(OBJETIVO DO EXERCÍCIO) Imprima, sem alterar nada, o trecho do texto sobre a Série Animada entre "Já que a animação" e "ou não vale?", inclusive.

(TEXTO EXIBIDO)
__________

Já que a animação permitia muitos personagens novos, por que não
preencher a Enterprise de veículos auxiliares para todas as ocasiões?
Além da nave auxiliar Galileo, havia também naves auxiliares para
todas as ocasiões, incluindo uma aquática ("Aquashuttle").
Vale ou não vale?
A Série Animada é canônica, ou seja, ela pode ser
considerada como parte de Jornada para efeitos de cronologia? Os
autores do livro Star Trek Cronology, Michael e Denise Okuda,
dizem que não. No livro, que é sem dúvida a melhor fonte de
informações cronológicas oficiais de Jornada, a série de
desenhos não é considerada, apenas com uma exceção, o episódio "Yesteryear".

__________

(DADOS ARMAZENADOS)
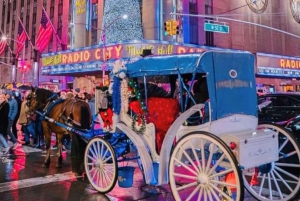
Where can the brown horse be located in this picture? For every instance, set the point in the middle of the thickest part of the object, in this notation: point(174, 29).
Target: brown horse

__________

(RESULTADO DO EXERCÍCIO)
Já que a animação permitia muitos personagens novos, por que não
preencher a Enterprise de veículos auxiliares para todas as ocasiões?
Além da nave auxiliar Galileo, havia também naves auxiliares para
todas as ocasiões, incluindo uma aquática ("Aquashuttle").
Vale ou não vale?